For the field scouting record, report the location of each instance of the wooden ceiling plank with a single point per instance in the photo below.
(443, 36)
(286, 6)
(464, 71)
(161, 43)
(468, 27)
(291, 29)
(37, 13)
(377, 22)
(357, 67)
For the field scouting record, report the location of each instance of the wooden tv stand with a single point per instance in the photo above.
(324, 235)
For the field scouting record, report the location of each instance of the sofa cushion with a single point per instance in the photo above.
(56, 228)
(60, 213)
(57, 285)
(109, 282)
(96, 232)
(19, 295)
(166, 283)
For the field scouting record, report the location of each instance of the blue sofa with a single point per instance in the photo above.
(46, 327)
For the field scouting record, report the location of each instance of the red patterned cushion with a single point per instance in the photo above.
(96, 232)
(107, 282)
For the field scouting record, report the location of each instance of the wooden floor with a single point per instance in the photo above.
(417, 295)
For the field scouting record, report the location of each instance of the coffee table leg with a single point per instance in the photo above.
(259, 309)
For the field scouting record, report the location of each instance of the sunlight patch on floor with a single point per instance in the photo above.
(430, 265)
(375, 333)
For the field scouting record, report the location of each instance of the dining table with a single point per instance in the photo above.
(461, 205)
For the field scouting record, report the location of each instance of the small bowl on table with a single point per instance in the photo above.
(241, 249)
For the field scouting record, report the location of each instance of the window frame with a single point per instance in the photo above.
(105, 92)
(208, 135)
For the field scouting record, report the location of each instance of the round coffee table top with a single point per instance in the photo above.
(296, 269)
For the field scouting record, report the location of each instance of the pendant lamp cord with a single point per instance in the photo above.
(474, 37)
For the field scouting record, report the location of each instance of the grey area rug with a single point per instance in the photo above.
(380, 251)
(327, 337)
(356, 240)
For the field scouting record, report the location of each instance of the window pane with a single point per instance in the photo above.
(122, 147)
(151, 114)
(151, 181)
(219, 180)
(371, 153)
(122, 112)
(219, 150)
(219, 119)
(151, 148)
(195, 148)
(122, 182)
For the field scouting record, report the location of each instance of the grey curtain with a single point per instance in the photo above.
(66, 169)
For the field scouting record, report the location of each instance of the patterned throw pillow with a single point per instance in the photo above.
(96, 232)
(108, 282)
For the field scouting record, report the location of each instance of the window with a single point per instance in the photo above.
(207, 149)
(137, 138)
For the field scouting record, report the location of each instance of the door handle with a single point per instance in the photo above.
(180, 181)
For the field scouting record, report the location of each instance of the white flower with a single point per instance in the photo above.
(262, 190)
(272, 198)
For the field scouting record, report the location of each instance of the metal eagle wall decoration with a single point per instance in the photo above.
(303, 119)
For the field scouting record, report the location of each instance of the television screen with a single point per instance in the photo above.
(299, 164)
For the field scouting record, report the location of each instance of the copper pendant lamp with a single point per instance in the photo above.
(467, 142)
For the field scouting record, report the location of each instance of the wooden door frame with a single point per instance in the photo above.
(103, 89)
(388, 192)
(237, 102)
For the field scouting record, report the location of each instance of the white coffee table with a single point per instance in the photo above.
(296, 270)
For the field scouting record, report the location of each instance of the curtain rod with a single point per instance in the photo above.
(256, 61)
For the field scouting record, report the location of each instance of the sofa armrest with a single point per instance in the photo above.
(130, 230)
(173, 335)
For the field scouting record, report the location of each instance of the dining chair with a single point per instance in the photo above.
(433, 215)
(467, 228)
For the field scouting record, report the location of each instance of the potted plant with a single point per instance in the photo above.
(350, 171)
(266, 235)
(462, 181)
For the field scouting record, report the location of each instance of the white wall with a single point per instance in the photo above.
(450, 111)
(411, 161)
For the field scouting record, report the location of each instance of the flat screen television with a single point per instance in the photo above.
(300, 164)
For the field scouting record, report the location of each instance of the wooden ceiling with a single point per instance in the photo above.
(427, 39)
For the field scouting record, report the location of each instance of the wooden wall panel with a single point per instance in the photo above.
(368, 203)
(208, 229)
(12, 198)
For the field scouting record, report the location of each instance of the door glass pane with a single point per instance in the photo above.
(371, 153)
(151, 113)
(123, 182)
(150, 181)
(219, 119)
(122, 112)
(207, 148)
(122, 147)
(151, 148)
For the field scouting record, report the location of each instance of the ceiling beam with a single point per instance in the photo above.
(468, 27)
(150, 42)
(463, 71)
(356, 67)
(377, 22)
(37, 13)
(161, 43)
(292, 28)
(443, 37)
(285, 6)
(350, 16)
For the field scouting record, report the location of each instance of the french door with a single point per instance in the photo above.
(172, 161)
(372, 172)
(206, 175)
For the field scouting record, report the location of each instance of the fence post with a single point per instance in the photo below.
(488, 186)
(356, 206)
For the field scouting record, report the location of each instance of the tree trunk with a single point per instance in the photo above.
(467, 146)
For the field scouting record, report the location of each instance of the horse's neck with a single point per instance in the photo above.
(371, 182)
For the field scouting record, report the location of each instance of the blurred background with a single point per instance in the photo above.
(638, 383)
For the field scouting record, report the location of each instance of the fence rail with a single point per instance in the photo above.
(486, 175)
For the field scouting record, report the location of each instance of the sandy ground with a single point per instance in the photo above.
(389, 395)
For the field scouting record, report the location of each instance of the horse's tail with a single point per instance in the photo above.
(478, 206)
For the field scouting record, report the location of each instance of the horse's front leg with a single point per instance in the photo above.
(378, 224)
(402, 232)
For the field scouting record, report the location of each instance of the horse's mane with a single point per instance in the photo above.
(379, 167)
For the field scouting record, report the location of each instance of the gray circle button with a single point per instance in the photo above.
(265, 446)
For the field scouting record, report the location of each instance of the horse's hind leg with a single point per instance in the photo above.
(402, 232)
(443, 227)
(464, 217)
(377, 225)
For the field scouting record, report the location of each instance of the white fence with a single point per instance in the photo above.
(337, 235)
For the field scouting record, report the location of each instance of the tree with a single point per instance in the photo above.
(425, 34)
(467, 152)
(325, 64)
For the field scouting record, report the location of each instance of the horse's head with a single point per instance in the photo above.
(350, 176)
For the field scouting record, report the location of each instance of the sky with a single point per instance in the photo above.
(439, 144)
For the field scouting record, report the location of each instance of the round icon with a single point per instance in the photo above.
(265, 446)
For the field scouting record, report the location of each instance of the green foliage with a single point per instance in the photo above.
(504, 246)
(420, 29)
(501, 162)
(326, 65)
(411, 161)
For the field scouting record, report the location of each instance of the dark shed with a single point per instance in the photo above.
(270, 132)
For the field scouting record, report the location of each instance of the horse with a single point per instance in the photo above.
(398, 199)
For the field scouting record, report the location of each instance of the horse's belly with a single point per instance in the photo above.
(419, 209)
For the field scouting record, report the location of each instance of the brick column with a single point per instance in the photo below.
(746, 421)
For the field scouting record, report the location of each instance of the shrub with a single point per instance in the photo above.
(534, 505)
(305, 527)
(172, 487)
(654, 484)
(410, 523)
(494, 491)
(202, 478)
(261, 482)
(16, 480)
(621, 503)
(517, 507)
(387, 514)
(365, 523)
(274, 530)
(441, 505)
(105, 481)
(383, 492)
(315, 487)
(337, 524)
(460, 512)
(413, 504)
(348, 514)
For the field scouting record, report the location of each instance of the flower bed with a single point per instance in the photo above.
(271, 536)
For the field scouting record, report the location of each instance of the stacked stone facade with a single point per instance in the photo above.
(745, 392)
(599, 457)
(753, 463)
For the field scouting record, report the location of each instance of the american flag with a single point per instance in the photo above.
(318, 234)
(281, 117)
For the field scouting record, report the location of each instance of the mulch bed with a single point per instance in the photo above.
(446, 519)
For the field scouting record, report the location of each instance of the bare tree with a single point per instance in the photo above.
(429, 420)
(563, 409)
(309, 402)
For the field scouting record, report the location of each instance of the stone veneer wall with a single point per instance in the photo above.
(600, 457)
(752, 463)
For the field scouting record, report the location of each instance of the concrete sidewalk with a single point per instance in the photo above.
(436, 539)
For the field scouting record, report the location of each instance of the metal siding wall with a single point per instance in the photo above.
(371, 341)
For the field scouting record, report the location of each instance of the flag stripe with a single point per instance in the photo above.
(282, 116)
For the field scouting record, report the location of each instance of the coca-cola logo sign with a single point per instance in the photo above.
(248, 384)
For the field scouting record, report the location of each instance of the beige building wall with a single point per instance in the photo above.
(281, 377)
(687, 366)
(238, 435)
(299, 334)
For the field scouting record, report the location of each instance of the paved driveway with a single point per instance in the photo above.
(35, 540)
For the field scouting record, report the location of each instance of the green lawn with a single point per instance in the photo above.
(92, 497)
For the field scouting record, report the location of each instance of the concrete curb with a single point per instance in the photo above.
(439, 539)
# # # #
## WORK TO COMPLETE
In the listing above, find the line containing "of the mulch" and please quote exactly that line through the last one, and no other lines.

## THE COMPLETED TASK
For the field scouting record, report the location of each instance of the mulch bed with a single point per instance in the photo above.
(446, 519)
For the field scouting record, report the location of each instance of the bare tree with a single point per instance in the photo above.
(429, 420)
(563, 409)
(309, 402)
For the field scouting record, report the location of each instance of the stone veneer wall with a single point per instance in the photo above.
(600, 457)
(752, 463)
For the field scouting record, report the location of each instance of the concrete sidewalk with a single point per instance in the photo above.
(436, 539)
For the field scouting record, report the location of each instance of the metal siding wall with a single point per instance in the photo above.
(371, 341)
For the field scouting record, report the location of each instance of the flag stripe with a single point per instance in the photo above.
(282, 116)
For the field scouting record, report the location of each instance of the coca-cola logo sign with a single point per instance in the photo above.
(248, 384)
For the field scouting record, report the location of each instance of the beige building wall with a single point per instance in the photo above.
(281, 377)
(687, 366)
(238, 435)
(299, 334)
For the field scouting record, report the location of each instance of the paved driveway with a single point per instance in the photo above.
(35, 540)
For the field scouting record, report the location of each instance of the green lawn with a single point per instance in the photo above.
(92, 497)
For the field scouting record, report the location of each instance of the concrete curb with a single point per instance in the photo above.
(439, 539)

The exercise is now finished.